*TASK PROMPT:* Repeat every record below exactly as written.

*DATA ENTRIES:*
▼

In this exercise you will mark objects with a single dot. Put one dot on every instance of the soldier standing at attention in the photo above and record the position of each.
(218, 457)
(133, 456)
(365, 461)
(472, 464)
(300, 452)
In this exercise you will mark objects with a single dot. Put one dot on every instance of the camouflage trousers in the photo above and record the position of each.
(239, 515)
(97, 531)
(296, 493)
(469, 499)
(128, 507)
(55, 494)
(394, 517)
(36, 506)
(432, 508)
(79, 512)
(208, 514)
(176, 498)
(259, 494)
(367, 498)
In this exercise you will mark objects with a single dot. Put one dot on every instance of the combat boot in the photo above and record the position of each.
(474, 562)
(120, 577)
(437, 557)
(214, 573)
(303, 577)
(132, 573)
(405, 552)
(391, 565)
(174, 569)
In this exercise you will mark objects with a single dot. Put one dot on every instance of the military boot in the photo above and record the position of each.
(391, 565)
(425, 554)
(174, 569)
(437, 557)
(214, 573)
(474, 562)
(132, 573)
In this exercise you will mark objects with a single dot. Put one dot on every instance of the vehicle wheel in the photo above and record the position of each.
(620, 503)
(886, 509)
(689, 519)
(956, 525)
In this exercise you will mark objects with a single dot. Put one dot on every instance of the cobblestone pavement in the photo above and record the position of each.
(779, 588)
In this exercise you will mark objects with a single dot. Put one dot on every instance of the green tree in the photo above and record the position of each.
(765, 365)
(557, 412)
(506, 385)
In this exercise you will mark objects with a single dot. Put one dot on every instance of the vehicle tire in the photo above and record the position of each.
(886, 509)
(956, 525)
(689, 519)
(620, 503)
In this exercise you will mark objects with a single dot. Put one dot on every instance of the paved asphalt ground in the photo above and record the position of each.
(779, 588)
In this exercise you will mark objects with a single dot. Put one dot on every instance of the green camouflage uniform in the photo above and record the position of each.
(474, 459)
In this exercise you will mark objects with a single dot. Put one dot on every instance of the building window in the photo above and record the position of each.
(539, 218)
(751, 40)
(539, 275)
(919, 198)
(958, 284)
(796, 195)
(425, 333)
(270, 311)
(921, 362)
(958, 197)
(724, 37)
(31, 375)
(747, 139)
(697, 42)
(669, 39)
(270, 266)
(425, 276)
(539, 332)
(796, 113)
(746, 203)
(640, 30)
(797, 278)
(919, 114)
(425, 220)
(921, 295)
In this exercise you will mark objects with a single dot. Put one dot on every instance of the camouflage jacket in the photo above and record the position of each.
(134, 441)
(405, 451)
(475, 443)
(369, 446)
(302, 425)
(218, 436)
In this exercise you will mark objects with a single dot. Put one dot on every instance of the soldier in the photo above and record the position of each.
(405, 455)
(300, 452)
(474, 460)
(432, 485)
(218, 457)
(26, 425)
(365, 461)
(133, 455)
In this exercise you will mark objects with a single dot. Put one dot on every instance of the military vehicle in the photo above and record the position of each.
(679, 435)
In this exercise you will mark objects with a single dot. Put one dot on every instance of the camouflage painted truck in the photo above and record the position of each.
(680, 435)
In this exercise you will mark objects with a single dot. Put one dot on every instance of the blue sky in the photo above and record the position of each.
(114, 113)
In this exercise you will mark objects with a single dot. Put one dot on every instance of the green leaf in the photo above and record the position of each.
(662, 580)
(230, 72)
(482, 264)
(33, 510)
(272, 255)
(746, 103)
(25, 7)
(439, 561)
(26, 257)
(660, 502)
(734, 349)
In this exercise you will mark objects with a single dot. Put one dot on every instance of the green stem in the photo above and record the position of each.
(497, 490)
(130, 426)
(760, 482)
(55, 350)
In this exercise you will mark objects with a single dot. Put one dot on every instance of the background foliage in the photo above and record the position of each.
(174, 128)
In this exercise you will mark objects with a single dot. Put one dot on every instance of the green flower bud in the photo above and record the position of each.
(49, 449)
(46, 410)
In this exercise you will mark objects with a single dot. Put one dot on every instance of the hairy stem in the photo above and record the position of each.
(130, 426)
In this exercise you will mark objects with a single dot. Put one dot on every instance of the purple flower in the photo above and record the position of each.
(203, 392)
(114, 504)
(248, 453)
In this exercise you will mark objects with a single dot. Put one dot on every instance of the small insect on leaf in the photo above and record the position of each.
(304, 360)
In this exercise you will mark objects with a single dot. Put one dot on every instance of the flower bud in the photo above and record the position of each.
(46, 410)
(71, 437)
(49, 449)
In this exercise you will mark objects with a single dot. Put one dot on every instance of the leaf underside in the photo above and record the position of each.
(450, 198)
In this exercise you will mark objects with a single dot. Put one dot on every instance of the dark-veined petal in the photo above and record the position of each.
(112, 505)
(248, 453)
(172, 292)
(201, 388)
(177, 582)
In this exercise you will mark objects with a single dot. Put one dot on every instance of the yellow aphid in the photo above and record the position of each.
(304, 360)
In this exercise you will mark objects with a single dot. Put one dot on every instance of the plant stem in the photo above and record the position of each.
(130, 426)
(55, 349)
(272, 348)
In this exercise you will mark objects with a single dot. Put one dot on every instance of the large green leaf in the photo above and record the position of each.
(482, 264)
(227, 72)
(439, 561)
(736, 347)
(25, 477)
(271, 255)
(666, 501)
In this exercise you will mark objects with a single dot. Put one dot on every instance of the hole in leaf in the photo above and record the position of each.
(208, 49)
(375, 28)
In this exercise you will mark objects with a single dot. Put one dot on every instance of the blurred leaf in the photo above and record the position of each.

▲

*TASK SOLUTION:*
In this exercise you will mark objects with a single dot. Put one dot on every instance of the soldier standing at attention in the photo above and record the position of each.
(218, 457)
(133, 456)
(365, 461)
(472, 464)
(300, 452)
In this exercise you will mark objects with a single dot. Put one dot on every instance of the camouflage trousers in the photo above and record the position of each.
(239, 515)
(97, 531)
(296, 493)
(469, 499)
(128, 507)
(55, 494)
(394, 517)
(36, 506)
(432, 508)
(79, 512)
(208, 514)
(176, 498)
(259, 494)
(367, 498)
In this exercise you will mark objects with a single dot. Put one dot on every instance of the combat boot in the photo above and record the position of each.
(474, 562)
(120, 577)
(437, 557)
(214, 573)
(303, 577)
(132, 573)
(405, 552)
(391, 565)
(174, 569)
In this exercise you will mark objects with a single dot. Put one dot on every instance of the military boot in the photo above and record the position of each.
(391, 565)
(425, 554)
(174, 569)
(437, 557)
(214, 573)
(474, 562)
(132, 573)
In this exercise you will mark objects with a single dot. Put one dot on every instance of the vehicle wheel in the photo above and record the position of each.
(620, 503)
(886, 509)
(689, 519)
(956, 525)
In this exercise you will mark objects with a single dot. Put one dot on every instance of the cobblestone pavement in the photo above and record the position of each.
(779, 588)
In this exercise you will mark objects with a single dot. Put one dot on every instance of the green tree in the photo above and record the position of each.
(765, 365)
(557, 412)
(506, 385)
In this exercise you will mark objects with a single dot. Put one dot on every instance of the vehicle tire in the photo above and record the position of each.
(886, 509)
(956, 525)
(689, 519)
(620, 503)
In this exercise you will mark objects with a single dot. Put one dot on every instance of the paved asphalt ground in the photo above and record the position of each.
(779, 588)
In this exercise you will mark objects with a single dot. Put one dot on every instance of the green camouflage uniform in the photo above and record the position of each.
(474, 459)
In this exercise you will mark objects with a single dot. Put one dot on every instance of the building window in the photo above and record the position of each.
(539, 218)
(751, 40)
(539, 275)
(919, 198)
(958, 284)
(796, 195)
(425, 333)
(270, 311)
(921, 362)
(958, 197)
(724, 37)
(31, 375)
(747, 139)
(697, 42)
(669, 39)
(270, 266)
(425, 276)
(539, 332)
(796, 113)
(746, 203)
(640, 30)
(797, 278)
(919, 114)
(425, 220)
(921, 295)
In this exercise you will mark objects with a single dot. Put one dot on every instance of the camouflage jacket in the photo above and record the position of each.
(134, 441)
(405, 451)
(475, 443)
(369, 446)
(302, 425)
(218, 436)
In this exercise you will mark objects with a single dot. Put one dot on every instance of the soldier in the photo above and record the position of each.
(405, 455)
(300, 452)
(474, 460)
(432, 485)
(218, 457)
(26, 425)
(365, 461)
(133, 455)
In this exercise you will mark objects with a single dot. Put one dot on every instance of the military vehicle in the photo above and record the position of each.
(679, 435)
In this exercise you will mark objects with a single dot. Put one dot on every instance of the camouflage painted truck in the photo above and record the position of each.
(680, 435)
In this exercise you will mark objects with a single dot. Put one dot on every instance of the blue sky in the photo above and record the position of each.
(114, 113)
In this exercise you will mark objects with a single dot. Put one dot on every instance of the green leaf in the photo above and record the position of each.
(662, 580)
(230, 72)
(482, 264)
(33, 510)
(272, 255)
(746, 103)
(25, 7)
(439, 561)
(26, 257)
(660, 502)
(734, 349)
In this exercise you will mark objects with a single dot. Put one dot on every instance of the green stem in the photo above and record the position of each.
(497, 490)
(130, 426)
(760, 482)
(55, 350)
In this exercise you will mark objects with a single dot. Put one dot on every instance of the background foliage in the photo above and record the position of each.
(174, 128)
In this exercise you will mark objects with a single dot. Put one dot on every instance of the green flower bud in the photo above and record the position of each.
(49, 449)
(46, 410)
In this exercise you will mark objects with a single dot. Put one dot on every instance of the hairy stem in the photo above and record the position of each.
(130, 426)
In this exercise you will mark objects with a single dot. Put one dot on every instance of the purple flower in the photo above and record the position of each.
(203, 392)
(114, 504)
(248, 453)
In this exercise you will mark objects with a single dot. Put one dot on every instance of the small insect on leaf in the photo above and record the position of each.
(304, 360)
In this exercise you will mark objects with a single dot. Put one dot on every instance of the flower bud in the photo above and record the position of each.
(46, 410)
(71, 437)
(49, 449)
In this exercise you will mark objects with a single dot. Put one dot on every instance of the leaf underside in the photo above and record the position of each.
(450, 198)
In this exercise you will mark objects with a single dot. Put one dot on every instance of the dark-veined petal in the photo above and record the position of each.
(112, 505)
(248, 453)
(172, 292)
(201, 388)
(177, 582)
In this exercise you will mark objects with a single dot. Put one dot on every instance of the yellow aphid in the photo above and record the position of each.
(304, 360)
In this exercise you will mark objects with a single dot. Put one dot on every instance of the plant stem in the photo above and record the position of each.
(130, 426)
(55, 349)
(272, 348)
In this exercise you will mark objects with a single dot. Put one dot on every instance of the large green leaf in the photo above and record the position of each.
(482, 264)
(227, 72)
(439, 561)
(736, 347)
(25, 477)
(271, 255)
(666, 501)
In this exercise you will mark objects with a single dot. Put one dot on every instance of the hole in leaf in the photo above and record the position of each.
(208, 49)
(375, 28)
In this exercise you will mark objects with a single dot. Put one dot on every instance of the blurred leaf in the photo above and record the position of each.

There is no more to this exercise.